Problem:
Copy every item below word for word, without altering any character.

Working data:
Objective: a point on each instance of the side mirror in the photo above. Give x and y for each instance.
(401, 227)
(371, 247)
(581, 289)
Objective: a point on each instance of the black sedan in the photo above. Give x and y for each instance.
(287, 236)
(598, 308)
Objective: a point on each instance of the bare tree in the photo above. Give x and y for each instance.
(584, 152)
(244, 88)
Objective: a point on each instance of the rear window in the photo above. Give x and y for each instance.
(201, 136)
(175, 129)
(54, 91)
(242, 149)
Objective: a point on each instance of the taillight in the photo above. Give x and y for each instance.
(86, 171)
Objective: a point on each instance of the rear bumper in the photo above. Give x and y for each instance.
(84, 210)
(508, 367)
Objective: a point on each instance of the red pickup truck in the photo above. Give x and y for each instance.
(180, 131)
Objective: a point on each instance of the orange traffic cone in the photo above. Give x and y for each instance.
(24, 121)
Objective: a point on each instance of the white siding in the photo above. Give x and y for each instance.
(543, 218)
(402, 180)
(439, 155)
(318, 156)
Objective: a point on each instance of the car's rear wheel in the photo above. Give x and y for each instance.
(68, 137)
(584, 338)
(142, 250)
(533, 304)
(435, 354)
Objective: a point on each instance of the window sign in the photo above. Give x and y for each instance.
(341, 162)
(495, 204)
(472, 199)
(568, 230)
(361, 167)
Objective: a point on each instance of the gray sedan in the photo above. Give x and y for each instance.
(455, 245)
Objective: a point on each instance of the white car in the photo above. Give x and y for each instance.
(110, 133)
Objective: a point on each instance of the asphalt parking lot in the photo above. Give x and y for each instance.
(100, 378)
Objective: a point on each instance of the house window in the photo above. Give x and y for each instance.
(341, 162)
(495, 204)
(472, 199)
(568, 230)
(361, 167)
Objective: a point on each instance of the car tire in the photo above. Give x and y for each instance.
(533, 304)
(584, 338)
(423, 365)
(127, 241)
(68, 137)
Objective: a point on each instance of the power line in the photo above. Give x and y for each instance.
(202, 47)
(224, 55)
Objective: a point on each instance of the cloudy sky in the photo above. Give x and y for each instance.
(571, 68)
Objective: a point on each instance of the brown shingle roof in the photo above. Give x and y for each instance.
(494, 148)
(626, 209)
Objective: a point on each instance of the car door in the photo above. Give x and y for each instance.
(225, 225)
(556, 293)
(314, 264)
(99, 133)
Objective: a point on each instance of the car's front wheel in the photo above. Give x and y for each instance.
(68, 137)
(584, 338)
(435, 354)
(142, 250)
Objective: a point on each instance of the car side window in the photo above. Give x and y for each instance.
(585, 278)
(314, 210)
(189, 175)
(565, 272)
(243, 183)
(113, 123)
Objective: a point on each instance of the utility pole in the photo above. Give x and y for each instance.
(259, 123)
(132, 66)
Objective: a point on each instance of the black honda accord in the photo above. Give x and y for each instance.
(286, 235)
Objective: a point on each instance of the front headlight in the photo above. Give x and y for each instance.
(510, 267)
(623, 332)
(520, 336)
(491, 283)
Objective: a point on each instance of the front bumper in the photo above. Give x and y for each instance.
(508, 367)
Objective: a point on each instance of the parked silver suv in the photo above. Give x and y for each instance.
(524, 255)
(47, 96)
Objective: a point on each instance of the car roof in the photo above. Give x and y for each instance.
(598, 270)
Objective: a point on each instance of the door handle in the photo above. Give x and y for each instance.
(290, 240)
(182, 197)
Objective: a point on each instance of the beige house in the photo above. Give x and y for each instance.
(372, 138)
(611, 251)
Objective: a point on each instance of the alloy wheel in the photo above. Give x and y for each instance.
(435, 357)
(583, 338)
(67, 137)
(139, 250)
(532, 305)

Exercise answer:
Objective: a point on each instance of the side mirror in the photo above. Give x and y for each instance.
(401, 227)
(371, 247)
(581, 289)
Objective: a point on each instance of the black sedan in the photo above. Give x and y for each instance.
(287, 236)
(598, 308)
Objective: a point on each instance of the bare tree in the photo above. Give x and y for each instance.
(584, 152)
(244, 88)
Objective: a point on each instance of the rear window in the photo above. Give x and y for each instance.
(201, 136)
(175, 129)
(54, 91)
(242, 149)
Objective: a point on each instance of the taillight in the photo above. Give x and y for each instance.
(86, 171)
Objective: a point on each instance of the rear bumper in the photo above. Give x and y for each instance.
(84, 210)
(508, 367)
Objective: a point on each instance of the red pickup truck in the photo above. Give x and y for each instance.
(180, 131)
Objective: a point on each instance of the orange traffic cone in the photo above. Give x and y for each instance.
(24, 121)
Objective: a point on each instance of the white siding in the photo above. Give x and y for each instance.
(543, 218)
(402, 180)
(439, 155)
(318, 156)
Objective: a point on each instance of the car's rear wheel in the photo above. Give x and y for each instance.
(68, 137)
(584, 338)
(142, 250)
(533, 304)
(435, 354)
Objective: a point on each instance of the window sign in the photo above. Give x and y for each instance.
(341, 162)
(495, 204)
(472, 199)
(568, 230)
(361, 167)
Objective: a point on each instance of the gray sedan in the photo above. Give x and y for each instance.
(455, 245)
Objective: a point on each instance of the white car in the photo above. Give x and y for each instance.
(110, 133)
Objective: a point on each instance of the asphalt parking lot in the photo above. Give x and y for each instance.
(100, 378)
Objective: a point on each instance of the house window in the photo above. Give x and y for each instance.
(341, 162)
(495, 204)
(472, 199)
(568, 230)
(361, 167)
Objective: a point on each instance of the car tire in the photo above. Give x and y for each instance.
(533, 304)
(584, 338)
(423, 365)
(127, 241)
(68, 137)
Objective: a point on each instance of the power line in the photo above. Give x and y for each instance.
(202, 47)
(224, 55)
Objective: a point on each instance of the cloudy sky in the photo above. Give x and y for each instance.
(571, 68)
Objective: a point on each instance of the brown shingle roof in the photo above. Give x and y for each instance.
(494, 148)
(626, 209)
Objective: a point on each instance of the car door in the photo above. Give x and y for each instance.
(225, 225)
(556, 293)
(314, 264)
(99, 133)
Objective: a point on each instance of the car's front wheel in the photo above. Give x and y for each instance.
(68, 137)
(584, 338)
(435, 354)
(142, 250)
Objective: a point on each instance of the car side window in the photo above. Give x and y for each instance.
(585, 278)
(314, 210)
(189, 175)
(565, 272)
(243, 183)
(113, 123)
Objective: a point on each instance of the utility pole in the photo above. Give x and y for each instance.
(259, 123)
(132, 66)
Objective: a point on each instance of the black honda accord in the photo above. Give x and y for each instance.
(286, 235)
Objective: a point on each instance of the front headlight in the photo above. Give x and y for each instance.
(510, 267)
(623, 332)
(520, 336)
(491, 283)
Objective: a point on each instance of the front bumper in the photo above. Give x and y for each instance.
(508, 367)
Objective: a point on each instance of the parked silver suv in the photo above. Give x and y for each instance.
(524, 255)
(47, 96)
Objective: a point on each instance of the car roof in the photo above. Give x and y for each instance.
(598, 270)
Objective: a point on each instance of the door handle in the photo above. Give x and y for each instance.
(290, 240)
(182, 197)
Objective: a point on each instance of the beige house in the photo above. Give x and y for each instance.
(372, 138)
(611, 251)
Objective: a point on each instance of the alloy wheel in the photo above. Give x and y for each instance.
(435, 357)
(583, 338)
(67, 137)
(139, 250)
(532, 305)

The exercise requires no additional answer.